> _Extracto de la página_:
------------------------------------------------------------------------
Música celestial (sin concertinas desafinadas)
Estoy impaciente por escuchar la nueva orquesta. Aunque no suene exactamente a música celestial, ya se ha dado el primer paso para localizar y eliminar los instrumentos chirriantes, los que no llevaban el compás, los que iban a su bola saltándose todas las reglas de la armonía.
Desde el mismo instante en que el ministro Grande Marlaska anunció la retirada de las concertinas comencé a soñar con una melodía distinta, sin gritos ni lamentos, aunque lejos aún de ser la pieza perfecta. Que es cuestión de ensayos y de valentía.
No sé quien tuvo la diabólica idea de llamar concertinas a las cuchillas que siegan como hoces las ansias de futuro de los inmigrantes subsaharianos. Tal vez alguien que quiso dejar claro que en este concierto de instrumentos desafinados en que se ha convertido nuestro día a día, la única música que nos es dado escuchar es la indiferencia, como alternativa al quejido y al llanto..
Sea como sea, hay cierta maldad subyacente en el nombre. El concertino es, sin duda, el violín que mejor suena en una orquesta, el primero, el encargado de ejecutar los solos más brillantes. En femenino, se llama concertina a una especie de acordeón de forma hexagonal u octogonal. Algo así como el bandoneón que acompañaba a Gardel. En uno y otro caso, sea del género que sea, nada que ver con dolor, sangre y destrucción. Salvo que hayan cogido el término por los pelos y lo asocien a réquiem, que muertos también hemos tenido.
Llevamos años soportando a los directores de esta orquesta inhumana y cruel, que nos han cambiado la letra y la música. Y hasta los instrumentos. No hay en su partitura notas para la solidaridad, el respeto, la compasión, la melodía esperanzadora que te transporta a un mundo mejor o que, al menos te aleja temporalmente de las miserias de éste. La batuta ha mutado en sable. Y todos los instrumentos están desafinados. Tocan en su propia clave, a su compás. Sin armonía que valga.
------------------------------------------------------------------------
> _Datos proporcionados_:
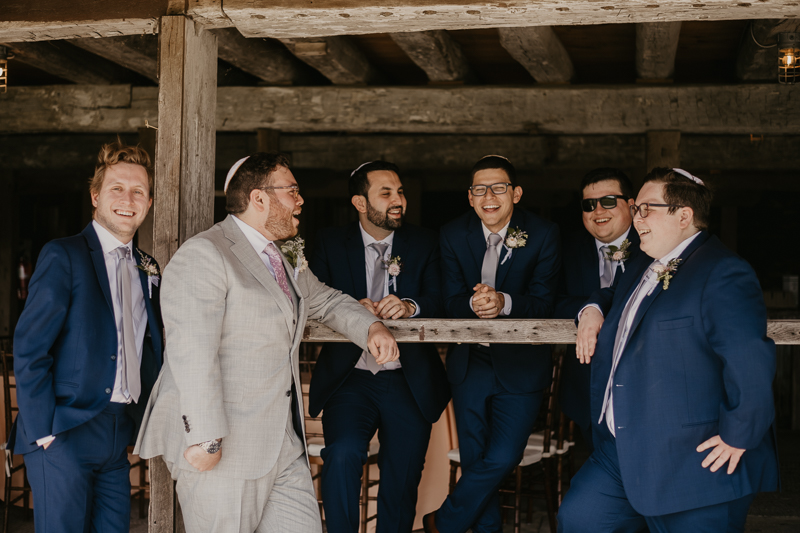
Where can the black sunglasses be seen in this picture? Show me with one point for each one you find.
(606, 202)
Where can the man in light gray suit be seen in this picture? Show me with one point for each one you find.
(226, 413)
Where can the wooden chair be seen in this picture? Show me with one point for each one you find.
(11, 469)
(315, 443)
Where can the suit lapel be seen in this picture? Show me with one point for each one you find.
(96, 252)
(244, 251)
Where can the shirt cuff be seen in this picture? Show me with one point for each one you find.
(45, 440)
(416, 306)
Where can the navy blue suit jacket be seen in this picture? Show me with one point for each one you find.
(529, 276)
(580, 277)
(338, 261)
(698, 363)
(65, 340)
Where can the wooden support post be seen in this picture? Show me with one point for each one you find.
(184, 196)
(663, 149)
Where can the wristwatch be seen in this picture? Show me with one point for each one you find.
(211, 446)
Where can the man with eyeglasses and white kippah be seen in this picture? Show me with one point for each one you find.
(593, 259)
(498, 261)
(681, 389)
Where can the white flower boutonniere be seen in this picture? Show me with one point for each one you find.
(619, 254)
(394, 265)
(515, 238)
(293, 250)
(151, 269)
(665, 272)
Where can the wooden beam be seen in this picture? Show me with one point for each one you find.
(656, 45)
(539, 50)
(138, 53)
(268, 60)
(722, 110)
(754, 62)
(503, 331)
(437, 53)
(290, 19)
(336, 58)
(663, 149)
(69, 62)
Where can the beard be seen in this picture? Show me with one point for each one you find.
(280, 222)
(382, 220)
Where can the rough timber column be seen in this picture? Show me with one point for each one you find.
(184, 179)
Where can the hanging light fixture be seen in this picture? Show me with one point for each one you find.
(788, 54)
(3, 68)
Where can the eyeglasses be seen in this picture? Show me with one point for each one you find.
(644, 209)
(497, 188)
(606, 202)
(294, 190)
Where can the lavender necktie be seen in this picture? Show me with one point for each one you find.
(280, 272)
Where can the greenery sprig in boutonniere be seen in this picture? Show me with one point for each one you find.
(619, 254)
(665, 272)
(293, 250)
(515, 238)
(147, 265)
(394, 265)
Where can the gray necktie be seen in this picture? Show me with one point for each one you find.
(130, 359)
(490, 258)
(608, 269)
(376, 292)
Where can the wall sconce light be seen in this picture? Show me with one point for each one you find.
(788, 54)
(3, 68)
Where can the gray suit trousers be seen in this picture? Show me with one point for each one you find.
(283, 501)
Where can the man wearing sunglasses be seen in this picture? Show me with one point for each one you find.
(490, 270)
(589, 265)
(682, 370)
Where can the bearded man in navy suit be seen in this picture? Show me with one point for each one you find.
(87, 351)
(590, 264)
(498, 262)
(392, 268)
(682, 370)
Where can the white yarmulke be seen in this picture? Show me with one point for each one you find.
(232, 171)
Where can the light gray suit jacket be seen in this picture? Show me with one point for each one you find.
(232, 340)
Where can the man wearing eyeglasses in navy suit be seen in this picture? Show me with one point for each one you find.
(498, 262)
(590, 264)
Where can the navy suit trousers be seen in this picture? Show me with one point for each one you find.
(597, 503)
(81, 482)
(493, 429)
(364, 404)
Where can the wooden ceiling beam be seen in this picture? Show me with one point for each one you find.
(138, 53)
(656, 46)
(290, 19)
(437, 53)
(70, 63)
(336, 58)
(754, 62)
(539, 50)
(728, 109)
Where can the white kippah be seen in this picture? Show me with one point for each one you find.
(232, 171)
(689, 175)
(360, 166)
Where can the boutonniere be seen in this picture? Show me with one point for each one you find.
(665, 272)
(394, 265)
(147, 265)
(293, 250)
(619, 254)
(515, 238)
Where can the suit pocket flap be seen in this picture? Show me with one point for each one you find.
(677, 323)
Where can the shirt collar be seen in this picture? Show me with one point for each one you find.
(256, 239)
(617, 242)
(502, 232)
(369, 239)
(108, 242)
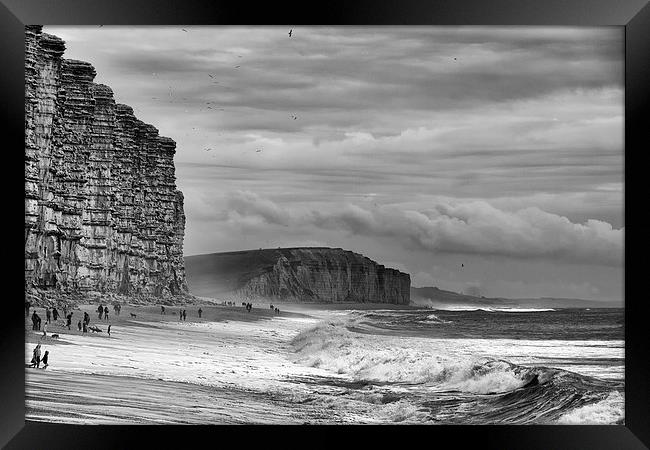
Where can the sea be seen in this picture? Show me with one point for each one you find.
(327, 365)
(475, 366)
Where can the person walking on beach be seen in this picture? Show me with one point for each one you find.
(45, 359)
(36, 358)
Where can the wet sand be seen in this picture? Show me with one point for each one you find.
(229, 367)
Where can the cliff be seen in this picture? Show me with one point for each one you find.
(296, 274)
(102, 212)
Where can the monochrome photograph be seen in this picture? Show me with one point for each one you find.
(324, 225)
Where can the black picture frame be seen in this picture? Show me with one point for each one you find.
(634, 15)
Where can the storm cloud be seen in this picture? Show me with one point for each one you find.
(422, 147)
(460, 227)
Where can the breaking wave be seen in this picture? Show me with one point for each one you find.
(482, 390)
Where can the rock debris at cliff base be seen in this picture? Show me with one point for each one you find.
(102, 212)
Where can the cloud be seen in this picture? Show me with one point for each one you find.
(456, 227)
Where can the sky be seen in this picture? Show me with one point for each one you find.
(485, 160)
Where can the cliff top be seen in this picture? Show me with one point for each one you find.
(226, 271)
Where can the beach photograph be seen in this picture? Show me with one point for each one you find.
(327, 225)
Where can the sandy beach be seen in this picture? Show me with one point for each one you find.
(230, 366)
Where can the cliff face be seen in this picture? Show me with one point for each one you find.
(102, 212)
(297, 274)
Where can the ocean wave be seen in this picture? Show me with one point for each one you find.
(432, 318)
(607, 411)
(470, 308)
(331, 346)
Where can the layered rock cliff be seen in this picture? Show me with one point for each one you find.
(297, 274)
(102, 212)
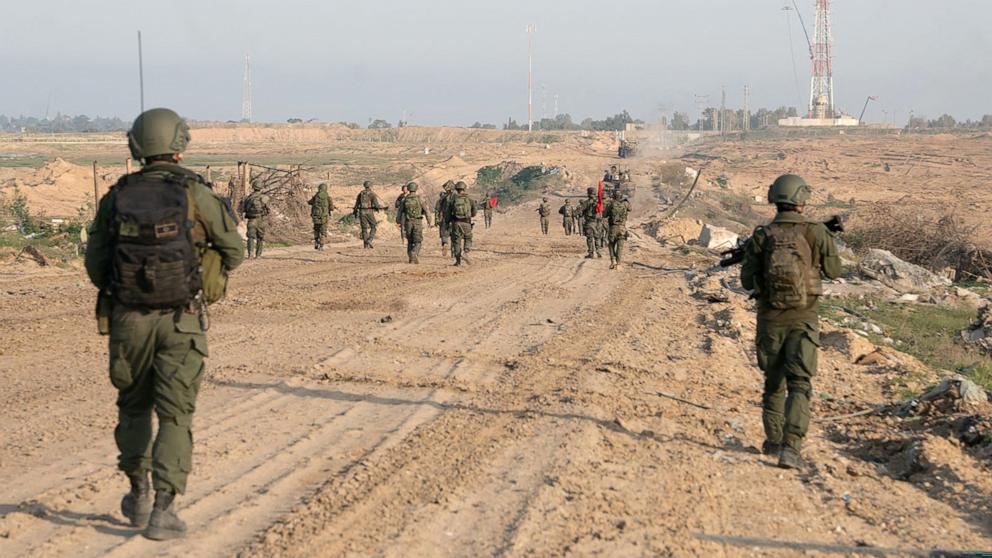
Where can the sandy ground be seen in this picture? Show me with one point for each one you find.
(356, 405)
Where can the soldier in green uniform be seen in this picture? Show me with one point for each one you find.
(159, 250)
(414, 211)
(567, 213)
(366, 204)
(784, 262)
(616, 218)
(591, 218)
(321, 206)
(441, 215)
(544, 210)
(461, 210)
(255, 208)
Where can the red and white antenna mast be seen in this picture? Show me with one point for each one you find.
(821, 90)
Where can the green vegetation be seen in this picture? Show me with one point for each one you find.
(927, 332)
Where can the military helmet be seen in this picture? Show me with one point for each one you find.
(157, 132)
(789, 189)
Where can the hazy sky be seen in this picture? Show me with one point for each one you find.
(458, 61)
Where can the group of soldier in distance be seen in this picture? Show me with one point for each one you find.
(163, 243)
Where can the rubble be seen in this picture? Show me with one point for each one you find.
(716, 238)
(899, 275)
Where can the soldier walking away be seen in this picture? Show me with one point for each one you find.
(255, 208)
(461, 210)
(616, 217)
(321, 206)
(398, 205)
(366, 204)
(414, 212)
(441, 215)
(784, 263)
(488, 206)
(159, 251)
(591, 218)
(544, 210)
(567, 213)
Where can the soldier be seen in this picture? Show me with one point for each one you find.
(567, 213)
(413, 210)
(544, 210)
(488, 205)
(441, 215)
(255, 208)
(321, 206)
(398, 204)
(783, 265)
(366, 204)
(591, 223)
(461, 210)
(616, 217)
(159, 250)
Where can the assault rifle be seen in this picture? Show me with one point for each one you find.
(735, 255)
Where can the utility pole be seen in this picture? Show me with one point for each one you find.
(141, 73)
(531, 28)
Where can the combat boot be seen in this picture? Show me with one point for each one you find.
(137, 504)
(790, 459)
(771, 448)
(164, 524)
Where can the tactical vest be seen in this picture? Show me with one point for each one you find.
(155, 261)
(791, 275)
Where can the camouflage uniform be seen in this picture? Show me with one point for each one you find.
(616, 217)
(321, 206)
(255, 208)
(567, 213)
(591, 224)
(461, 227)
(157, 355)
(787, 340)
(544, 210)
(366, 204)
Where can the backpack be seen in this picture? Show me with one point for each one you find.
(462, 207)
(255, 206)
(412, 207)
(618, 213)
(788, 266)
(155, 262)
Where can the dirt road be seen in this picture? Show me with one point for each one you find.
(358, 406)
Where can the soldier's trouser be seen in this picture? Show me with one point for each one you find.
(618, 236)
(591, 230)
(256, 234)
(461, 238)
(367, 221)
(444, 229)
(156, 363)
(787, 355)
(319, 230)
(413, 231)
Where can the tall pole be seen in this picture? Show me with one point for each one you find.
(141, 73)
(530, 76)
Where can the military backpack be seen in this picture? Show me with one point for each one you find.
(789, 271)
(155, 261)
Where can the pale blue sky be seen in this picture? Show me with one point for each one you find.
(458, 61)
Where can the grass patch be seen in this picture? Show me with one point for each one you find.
(927, 332)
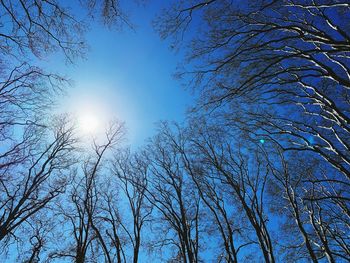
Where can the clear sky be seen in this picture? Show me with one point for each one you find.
(126, 75)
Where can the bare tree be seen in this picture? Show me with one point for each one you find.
(28, 184)
(284, 63)
(132, 175)
(177, 202)
(82, 209)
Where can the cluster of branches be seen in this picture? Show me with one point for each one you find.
(259, 173)
(193, 194)
(36, 150)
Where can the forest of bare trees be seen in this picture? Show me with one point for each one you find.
(258, 172)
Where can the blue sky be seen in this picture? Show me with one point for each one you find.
(126, 75)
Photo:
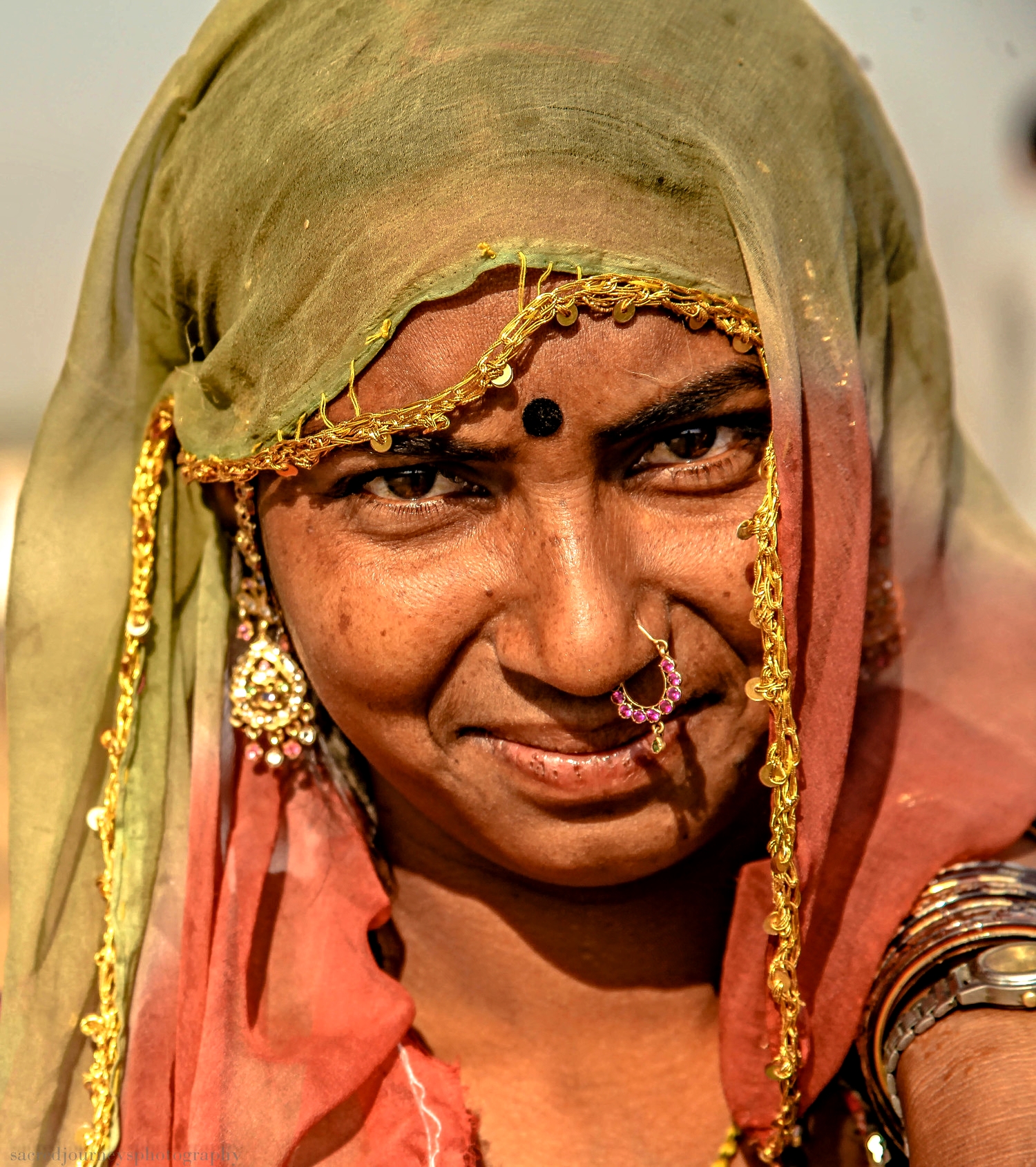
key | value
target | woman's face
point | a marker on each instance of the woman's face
(466, 604)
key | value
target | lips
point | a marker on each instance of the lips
(552, 778)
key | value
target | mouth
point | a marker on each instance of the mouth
(555, 768)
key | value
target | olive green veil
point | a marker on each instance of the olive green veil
(311, 169)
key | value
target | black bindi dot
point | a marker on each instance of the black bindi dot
(541, 417)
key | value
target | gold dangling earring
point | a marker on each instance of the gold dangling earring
(267, 688)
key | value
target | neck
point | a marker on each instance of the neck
(567, 1003)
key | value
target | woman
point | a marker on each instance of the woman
(403, 857)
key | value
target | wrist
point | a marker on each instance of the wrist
(968, 1090)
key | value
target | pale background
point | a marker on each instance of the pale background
(957, 77)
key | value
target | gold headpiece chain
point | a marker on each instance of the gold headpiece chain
(780, 775)
(104, 1028)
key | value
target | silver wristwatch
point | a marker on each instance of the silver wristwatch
(1004, 976)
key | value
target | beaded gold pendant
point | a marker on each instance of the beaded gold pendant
(267, 700)
(269, 688)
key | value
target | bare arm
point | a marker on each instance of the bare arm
(968, 1084)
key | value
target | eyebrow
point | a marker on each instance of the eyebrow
(693, 398)
(697, 397)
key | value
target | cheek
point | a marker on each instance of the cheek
(700, 564)
(376, 626)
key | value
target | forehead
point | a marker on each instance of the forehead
(595, 367)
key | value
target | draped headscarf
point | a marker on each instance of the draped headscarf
(306, 172)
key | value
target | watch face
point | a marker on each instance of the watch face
(1009, 964)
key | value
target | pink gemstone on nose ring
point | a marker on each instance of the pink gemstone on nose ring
(653, 715)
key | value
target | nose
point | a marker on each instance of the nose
(570, 617)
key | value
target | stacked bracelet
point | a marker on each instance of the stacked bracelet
(971, 940)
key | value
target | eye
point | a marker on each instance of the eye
(411, 483)
(692, 444)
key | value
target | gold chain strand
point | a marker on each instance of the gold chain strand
(780, 774)
(728, 1148)
(597, 293)
(104, 1028)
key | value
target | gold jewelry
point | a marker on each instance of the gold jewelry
(105, 1028)
(774, 685)
(671, 695)
(621, 294)
(267, 686)
(728, 1148)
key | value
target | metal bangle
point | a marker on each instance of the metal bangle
(961, 912)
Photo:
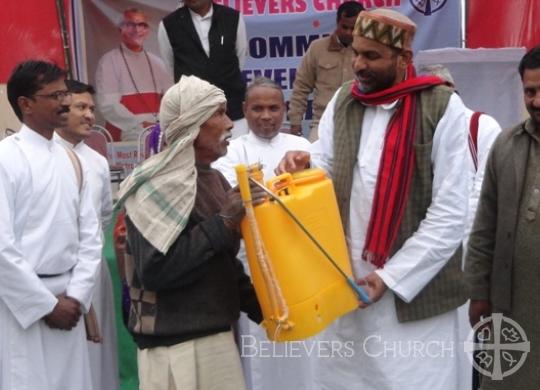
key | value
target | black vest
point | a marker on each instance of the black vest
(221, 68)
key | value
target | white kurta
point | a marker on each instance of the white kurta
(488, 130)
(49, 228)
(266, 365)
(250, 149)
(103, 356)
(387, 354)
(113, 83)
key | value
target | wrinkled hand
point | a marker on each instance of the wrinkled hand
(65, 314)
(374, 286)
(478, 308)
(296, 130)
(233, 210)
(293, 161)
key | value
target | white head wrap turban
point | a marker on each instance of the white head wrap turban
(160, 193)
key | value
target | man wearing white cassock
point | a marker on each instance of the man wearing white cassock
(103, 354)
(264, 109)
(50, 249)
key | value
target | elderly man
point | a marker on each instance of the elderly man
(264, 109)
(325, 66)
(396, 148)
(50, 249)
(209, 41)
(502, 260)
(186, 285)
(103, 354)
(130, 81)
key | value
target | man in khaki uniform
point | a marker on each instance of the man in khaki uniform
(326, 65)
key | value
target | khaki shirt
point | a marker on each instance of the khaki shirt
(326, 65)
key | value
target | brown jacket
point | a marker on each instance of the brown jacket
(491, 244)
(326, 65)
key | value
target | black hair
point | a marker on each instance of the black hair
(75, 86)
(29, 77)
(349, 9)
(531, 60)
(262, 82)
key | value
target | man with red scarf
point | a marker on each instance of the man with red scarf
(395, 146)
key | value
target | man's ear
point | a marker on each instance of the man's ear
(25, 104)
(407, 56)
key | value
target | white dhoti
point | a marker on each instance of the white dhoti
(103, 356)
(40, 357)
(206, 363)
(375, 352)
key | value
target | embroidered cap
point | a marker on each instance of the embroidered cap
(386, 26)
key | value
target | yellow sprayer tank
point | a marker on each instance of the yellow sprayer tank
(312, 291)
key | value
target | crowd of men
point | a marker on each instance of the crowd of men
(437, 203)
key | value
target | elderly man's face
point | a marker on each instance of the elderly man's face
(376, 66)
(81, 117)
(213, 138)
(531, 93)
(49, 106)
(264, 110)
(134, 30)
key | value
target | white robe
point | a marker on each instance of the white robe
(103, 356)
(488, 130)
(250, 149)
(266, 365)
(386, 354)
(48, 227)
(113, 82)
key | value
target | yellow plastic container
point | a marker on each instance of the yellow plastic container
(315, 293)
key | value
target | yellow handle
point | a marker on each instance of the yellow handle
(243, 182)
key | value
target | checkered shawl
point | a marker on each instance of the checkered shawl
(160, 193)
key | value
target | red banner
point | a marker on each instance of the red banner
(30, 30)
(503, 23)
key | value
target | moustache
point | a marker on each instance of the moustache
(65, 109)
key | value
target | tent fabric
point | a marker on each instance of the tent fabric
(502, 23)
(486, 79)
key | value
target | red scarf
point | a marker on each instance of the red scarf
(397, 163)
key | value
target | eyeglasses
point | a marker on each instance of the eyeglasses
(58, 95)
(142, 25)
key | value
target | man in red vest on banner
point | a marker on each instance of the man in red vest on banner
(130, 81)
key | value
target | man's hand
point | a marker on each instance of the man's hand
(65, 314)
(293, 161)
(296, 130)
(233, 210)
(479, 308)
(145, 124)
(374, 286)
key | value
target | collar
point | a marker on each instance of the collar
(58, 138)
(129, 52)
(529, 128)
(252, 137)
(335, 44)
(196, 16)
(34, 138)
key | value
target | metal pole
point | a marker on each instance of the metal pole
(64, 34)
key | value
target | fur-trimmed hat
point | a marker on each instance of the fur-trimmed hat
(386, 26)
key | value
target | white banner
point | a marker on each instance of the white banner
(279, 31)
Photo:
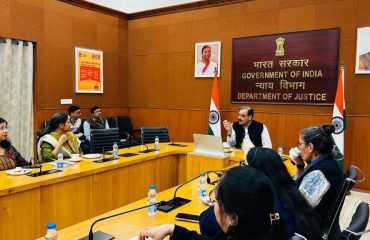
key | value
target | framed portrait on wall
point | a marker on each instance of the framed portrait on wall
(207, 59)
(88, 70)
(363, 51)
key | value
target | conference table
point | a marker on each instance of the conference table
(129, 225)
(87, 189)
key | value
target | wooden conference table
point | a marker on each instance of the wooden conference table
(88, 189)
(129, 225)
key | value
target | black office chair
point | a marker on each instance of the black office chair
(46, 124)
(358, 223)
(148, 134)
(331, 223)
(297, 236)
(127, 132)
(103, 139)
(112, 122)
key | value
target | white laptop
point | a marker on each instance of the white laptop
(208, 144)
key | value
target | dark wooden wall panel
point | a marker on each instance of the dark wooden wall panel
(184, 100)
(57, 28)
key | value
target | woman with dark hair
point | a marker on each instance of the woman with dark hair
(58, 137)
(244, 209)
(295, 213)
(9, 156)
(320, 181)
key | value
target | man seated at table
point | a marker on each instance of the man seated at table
(96, 121)
(247, 133)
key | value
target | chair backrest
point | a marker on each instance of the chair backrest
(332, 219)
(358, 223)
(104, 138)
(112, 122)
(125, 126)
(351, 174)
(148, 134)
(297, 236)
(46, 124)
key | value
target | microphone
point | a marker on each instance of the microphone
(219, 175)
(99, 235)
(147, 149)
(176, 144)
(105, 159)
(177, 202)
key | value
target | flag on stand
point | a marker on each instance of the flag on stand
(214, 126)
(339, 118)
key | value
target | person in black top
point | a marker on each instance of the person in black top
(321, 180)
(247, 133)
(9, 156)
(244, 209)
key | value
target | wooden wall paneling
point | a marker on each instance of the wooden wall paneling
(357, 151)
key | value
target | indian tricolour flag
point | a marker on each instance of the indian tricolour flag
(214, 126)
(339, 118)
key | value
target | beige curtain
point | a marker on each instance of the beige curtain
(16, 81)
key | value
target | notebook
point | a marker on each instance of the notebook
(208, 144)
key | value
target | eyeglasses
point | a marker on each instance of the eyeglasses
(299, 144)
(212, 195)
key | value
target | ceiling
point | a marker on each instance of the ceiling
(135, 6)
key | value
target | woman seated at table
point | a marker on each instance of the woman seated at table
(320, 181)
(296, 215)
(58, 137)
(9, 156)
(244, 209)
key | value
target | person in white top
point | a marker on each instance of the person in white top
(247, 133)
(206, 67)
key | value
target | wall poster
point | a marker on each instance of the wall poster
------------------------------------------------------------------------
> _Tareas requeridas_:
1. Reproduce el texto sobre las concertinas desde "Desde el mismo" hasta "y al llanto..", incluido este último, cambiando "inmigrantes" por "migrantes".
2. Prosigue el texto sobre las concertinas a continuación de su última oración.

> _Lista de respuestas_:
1.
Desde el mismo instante en que el ministro Grande Marlaska anunció la retirada de las concertinas comencé a soñar con una melodía distinta, sin gritos ni lamentos, aunque lejos aún de ser la pieza perfecta. Que es cuestión de ensayos y de valentía.
No sé quien tuvo la diabólica idea de llamar concertinas a las cuchillas que siegan como hoces las ansias de futuro de los migrantes subsaharianos. Tal vez alguien que quiso dejar claro que en este concierto de instrumentos desafinados en que se ha convertido nuestro día a día, la única música que nos es dado escuchar es la indiferencia, como alternativa al quejido y al llanto..

2.
Pero ahora hemos cambiado de dirección de orquesta. Tras mucho tiempo de asistir pasivamente a un concierto en el que todo suena mal, de taparnos los oídos por no vernos obligados a aplaudir; de tragar las insidias y las más que falsas explicaciones de que las letales cuchillas sólo causan lesiones leves, volvemos esperanzados al concierto.
Alguien ha decidido acallar las concertinas, impedir que sigan sonando, poner en evidencia a quienes las han justificado, y que igual hasta han disfrutado con los gritos de dolor, como otros disfrutamos de una sinfonía de Beethoven o una ópera de Verdi.
No es, evidentemente, el paso definitivo, que queda mucho por hacer en el oscuro asunto de la inmigración. Pero por el momento, ha conseguido que empecemos a asociar concertinas con música de verdad, y no con dedos amputados o jirones de piel colgando de espaldas sangrantes.
Y que podamos disfrutar de un concierto, de un solo de violín, o del fascinante sonido del bandoneón interpretando un tango sin escuchar de fondo los gritos desgarradores de quienes sienten en sus carnes el sonido de esos instrumentos diabólicos.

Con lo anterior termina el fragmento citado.